■ WHAT THE TASK ASKS ■
What follows is a set of records; restate each one word for word and drop the pictures.

── SUPPLIED MATERIAL

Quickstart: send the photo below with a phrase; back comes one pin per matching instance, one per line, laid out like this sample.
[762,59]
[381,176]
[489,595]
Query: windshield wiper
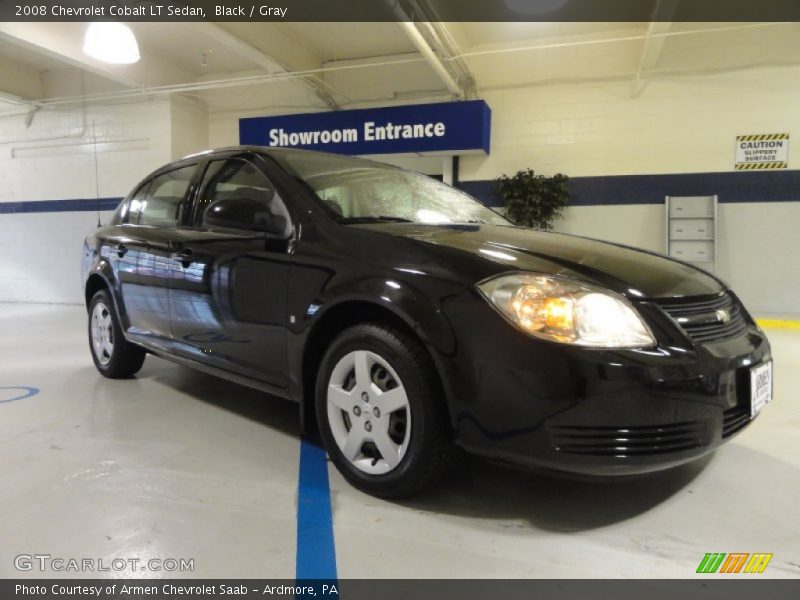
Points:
[375,219]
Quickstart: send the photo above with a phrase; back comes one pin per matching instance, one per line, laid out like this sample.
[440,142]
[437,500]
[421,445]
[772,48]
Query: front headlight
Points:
[561,310]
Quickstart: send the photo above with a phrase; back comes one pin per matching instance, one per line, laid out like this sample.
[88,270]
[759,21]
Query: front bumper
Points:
[595,412]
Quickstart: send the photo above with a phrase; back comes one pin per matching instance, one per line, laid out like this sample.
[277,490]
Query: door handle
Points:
[185,257]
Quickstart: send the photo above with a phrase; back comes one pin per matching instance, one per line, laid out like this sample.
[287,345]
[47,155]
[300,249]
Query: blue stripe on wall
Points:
[731,186]
[70,205]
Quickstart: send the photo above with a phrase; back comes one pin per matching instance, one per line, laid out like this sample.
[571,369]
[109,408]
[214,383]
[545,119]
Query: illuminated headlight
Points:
[561,310]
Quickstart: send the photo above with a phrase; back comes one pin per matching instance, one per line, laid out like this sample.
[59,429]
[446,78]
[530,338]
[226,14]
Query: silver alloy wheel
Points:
[368,412]
[102,333]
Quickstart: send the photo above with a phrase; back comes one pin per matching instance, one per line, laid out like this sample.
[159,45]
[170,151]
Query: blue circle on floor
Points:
[16,392]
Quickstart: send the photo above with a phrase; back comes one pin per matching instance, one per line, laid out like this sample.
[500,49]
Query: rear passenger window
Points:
[160,206]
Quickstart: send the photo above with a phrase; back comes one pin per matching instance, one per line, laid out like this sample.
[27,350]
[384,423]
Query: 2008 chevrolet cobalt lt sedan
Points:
[410,322]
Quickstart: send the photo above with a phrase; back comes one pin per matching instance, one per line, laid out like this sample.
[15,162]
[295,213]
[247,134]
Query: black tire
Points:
[430,452]
[125,359]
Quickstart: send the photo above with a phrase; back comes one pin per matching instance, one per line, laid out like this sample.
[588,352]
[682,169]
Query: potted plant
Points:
[534,200]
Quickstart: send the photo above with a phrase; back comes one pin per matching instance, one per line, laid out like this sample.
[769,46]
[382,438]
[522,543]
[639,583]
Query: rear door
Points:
[228,297]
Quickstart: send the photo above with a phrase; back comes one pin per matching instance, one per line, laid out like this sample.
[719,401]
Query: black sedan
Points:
[410,322]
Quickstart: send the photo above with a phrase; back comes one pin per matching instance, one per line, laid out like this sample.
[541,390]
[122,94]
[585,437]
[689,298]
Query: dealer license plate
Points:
[760,387]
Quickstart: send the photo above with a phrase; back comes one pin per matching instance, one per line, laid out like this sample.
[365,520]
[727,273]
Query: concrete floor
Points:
[176,464]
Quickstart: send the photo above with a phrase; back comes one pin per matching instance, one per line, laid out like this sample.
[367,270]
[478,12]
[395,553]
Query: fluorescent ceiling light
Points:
[535,7]
[111,43]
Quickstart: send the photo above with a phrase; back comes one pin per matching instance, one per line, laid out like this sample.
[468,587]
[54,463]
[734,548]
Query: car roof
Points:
[249,148]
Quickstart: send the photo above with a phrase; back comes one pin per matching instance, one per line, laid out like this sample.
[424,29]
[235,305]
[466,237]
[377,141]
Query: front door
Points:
[145,255]
[228,292]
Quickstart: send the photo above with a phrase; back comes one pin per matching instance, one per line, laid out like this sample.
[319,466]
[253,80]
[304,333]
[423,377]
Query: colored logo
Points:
[735,562]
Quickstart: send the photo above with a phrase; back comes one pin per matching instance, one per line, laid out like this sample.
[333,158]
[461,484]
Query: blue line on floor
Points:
[23,392]
[316,552]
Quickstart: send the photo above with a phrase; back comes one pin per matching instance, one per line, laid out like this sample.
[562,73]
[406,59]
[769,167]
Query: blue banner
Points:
[457,127]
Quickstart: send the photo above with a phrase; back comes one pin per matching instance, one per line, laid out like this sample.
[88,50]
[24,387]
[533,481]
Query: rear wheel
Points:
[113,355]
[381,413]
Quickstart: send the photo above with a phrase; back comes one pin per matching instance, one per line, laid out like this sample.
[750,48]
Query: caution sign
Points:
[762,151]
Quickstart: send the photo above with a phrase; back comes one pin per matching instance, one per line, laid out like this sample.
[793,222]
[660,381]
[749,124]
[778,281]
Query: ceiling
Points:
[345,64]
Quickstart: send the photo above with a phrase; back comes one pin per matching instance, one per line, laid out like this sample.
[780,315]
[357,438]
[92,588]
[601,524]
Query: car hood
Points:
[629,271]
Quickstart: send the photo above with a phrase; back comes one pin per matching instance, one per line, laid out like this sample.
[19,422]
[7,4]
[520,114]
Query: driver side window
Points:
[236,179]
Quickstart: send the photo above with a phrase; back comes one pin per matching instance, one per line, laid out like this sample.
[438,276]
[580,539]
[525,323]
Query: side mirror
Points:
[244,213]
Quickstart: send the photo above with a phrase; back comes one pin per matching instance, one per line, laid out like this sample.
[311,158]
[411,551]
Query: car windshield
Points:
[362,191]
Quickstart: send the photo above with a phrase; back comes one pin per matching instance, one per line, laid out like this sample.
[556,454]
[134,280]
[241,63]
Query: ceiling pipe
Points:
[433,60]
[277,77]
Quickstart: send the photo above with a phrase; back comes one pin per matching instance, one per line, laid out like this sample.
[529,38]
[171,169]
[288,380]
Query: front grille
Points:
[706,318]
[734,419]
[627,441]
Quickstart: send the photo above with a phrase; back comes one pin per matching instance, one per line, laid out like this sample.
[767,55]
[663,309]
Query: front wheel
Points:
[113,355]
[381,413]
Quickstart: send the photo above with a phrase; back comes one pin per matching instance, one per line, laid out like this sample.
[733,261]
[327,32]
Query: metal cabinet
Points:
[692,229]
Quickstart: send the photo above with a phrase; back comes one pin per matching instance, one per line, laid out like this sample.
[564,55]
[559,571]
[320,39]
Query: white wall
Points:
[677,125]
[54,159]
[756,248]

────

■ RESULT OF THE EXERCISE ■
Quickstart: send the photo below with a phrase; back comes one pin per matching instance, one per line, laid out like this sample.
[762,59]
[381,176]
[489,595]
Query: windshield wiper
Points:
[375,219]
Quickstart: send the photo above with a phrase; back comes one pin per matching instance, one per line, laid out like this sample.
[440,142]
[437,500]
[421,445]
[772,48]
Query: front headlight
Points:
[561,310]
Quickstart: send the photo above with a phrase; back comes one pin per matching instance, one per line, laid out like this sample.
[88,270]
[759,21]
Query: front bumper
Points:
[595,412]
Quickstart: send the photo above with a phrase; back comes one pin per matching instance, one per line, laid out like this sample.
[277,490]
Query: door handle
Points:
[185,257]
Quickstart: send the photo above with a phrase; back comes one pin per matching instance, one per line, laid out like this sample.
[287,345]
[47,155]
[300,249]
Query: blue stripe on wall
Points:
[731,186]
[70,205]
Quickstart: send the photo above with a phrase; back comes one pin per matching instance, one per line, laid out like this sample.
[571,369]
[109,408]
[214,383]
[545,119]
Query: illuminated headlight
Points:
[561,310]
Quickstart: send the photo above with a phrase; back comes one pin per matching instance, one per line, laid out like this sample.
[59,429]
[446,78]
[530,338]
[226,14]
Query: silver alloy wheel
Points:
[368,412]
[102,333]
Quickstart: send the photo above with a phrase; back comes one pin per matching instance, one per line, laid out like this sample.
[159,45]
[170,151]
Query: blue circle on floor
Points:
[16,392]
Quickstart: send the photo above with a phrase; back comes one pin per matching instance, one per line, laid out like this sample.
[500,49]
Query: rear passenger window
Points:
[160,206]
Quickstart: send the photo above with a phrase; back comes one pin per matching instance, one per line, laid out like this sample.
[27,350]
[384,423]
Query: 2008 chevrolet cobalt lt sedan
Points:
[410,322]
Quickstart: send the photo above with a phrase; back comes one pin per matching instance, one per line, laid out like this sample.
[15,162]
[295,213]
[247,134]
Query: black tire
Points:
[430,452]
[125,359]
Quickstart: send the photo above with a phrase; back comes one pin per matching instance, one per line, laid out like this sample.
[588,352]
[682,169]
Query: potted plant
Points:
[534,200]
Quickstart: send the photo above with a phrase; back comes one pin per matching instance, one per line, laid out like this sample.
[769,46]
[382,438]
[522,543]
[639,583]
Query: rear door
Points:
[228,297]
Quickstart: send the photo above with a phrase; back comes one pin per matching instance, one per line, laid out like this sample.
[719,401]
Query: black sedan
Points:
[410,322]
Quickstart: send the photo above with a phrase; back comes one pin per matching instance, one per line, laid out like this sample.
[541,390]
[122,94]
[585,437]
[689,298]
Query: dealer license plate
Points:
[760,387]
Quickstart: send the photo above with a phrase; back comes one pin per matching instance, one per line, laid out like this sample.
[365,520]
[727,273]
Query: concrete floor
Points:
[176,464]
Quickstart: send the photo above with a phrase; back comes one pin per matching instance, one per line, laid out like this sample.
[367,270]
[478,12]
[395,553]
Query: fluorescent ceiling light
Points:
[535,7]
[111,43]
Quickstart: send the photo above with a phrase; back comes one pin per matching instance, one per line, laid out like this sample.
[468,587]
[54,463]
[734,548]
Query: car roof
Points:
[249,148]
Quickstart: send the photo above with a phrase; back comes one pin per matching instance, one per line, laid out like this sample.
[424,29]
[235,305]
[466,237]
[377,141]
Query: front door
Points:
[145,255]
[228,292]
Quickstart: send the photo above with a phrase; back comes one pin per matching instance, one per line, laid out like this sample.
[319,466]
[253,80]
[304,333]
[423,377]
Query: colored logo
Points:
[735,562]
Quickstart: send the photo above with a phrase; back comes one pin per matching instance, one per line, laid out like this sample.
[333,158]
[461,484]
Query: blue line on floor
Points:
[23,392]
[316,552]
Quickstart: send the photo above with a phrase; back comes one pin per matching instance, one per line, laid out like this sample.
[562,73]
[406,59]
[769,167]
Query: blue banner
Points:
[457,127]
Quickstart: send the photo above with a phrase; back comes one pin per matching instance, one per line, laid out like this sample.
[88,50]
[24,387]
[533,481]
Query: rear wheel
Points:
[113,355]
[381,413]
Quickstart: send the photo above with a phrase; back comes one pin per matching instance, one per line, laid out like this sample.
[750,48]
Query: caution sign
Points:
[762,151]
Quickstart: send the photo above with a phrase; back comes one pin per matching instance, one per line, laid out like this sample.
[793,222]
[660,381]
[749,124]
[778,281]
Query: ceiling
Points:
[345,64]
Quickstart: send the photo above with a phrase; back comes one pin per matching instance, one per line, laid out like this sample.
[780,315]
[357,438]
[92,588]
[601,524]
Query: car hood
Points:
[629,271]
Quickstart: send the photo above with a phrase; back comes one pin per matching instance, one per line, laid out like this sample.
[19,422]
[7,4]
[520,114]
Query: driver side window
Points:
[236,179]
Quickstart: send the photo above with a phrase; back comes one pin per matching instance, one per line, laid out like this sample.
[438,276]
[580,539]
[525,323]
Query: side mirror
Points:
[244,213]
Quickstart: send the photo above with a phrase; back comes one pin per matching instance, one per line, laid out like this sample.
[311,158]
[411,551]
Query: car windshield
Points:
[362,191]
Quickstart: send the photo above with a phrase; back comes one pin per matching instance, one per line, laid out like this sample.
[556,454]
[134,280]
[241,63]
Query: ceiling pipe
Points:
[433,60]
[277,77]
Quickstart: send the photo above with a phrase; back comes one pin per matching instance, one per line, laid out like this sample.
[529,38]
[171,169]
[288,380]
Query: front grille
Points:
[706,318]
[734,419]
[627,441]
Quickstart: send the photo above with a phrase; back comes one pin per matching instance, one per line, laid out like this sample.
[767,55]
[663,309]
Query: front wheel
Points:
[113,355]
[381,413]
Quickstart: send the photo above with a phrase; back comes one pin per matching instance, one per line, laid out like this sample.
[733,261]
[327,32]
Query: metal cabinet
Points:
[692,229]
Quickstart: send the photo above with a phrase; back comes one pin per matching instance, one per line, laid out like this sample.
[564,55]
[559,571]
[320,39]
Query: white wall
Points:
[677,125]
[54,159]
[756,248]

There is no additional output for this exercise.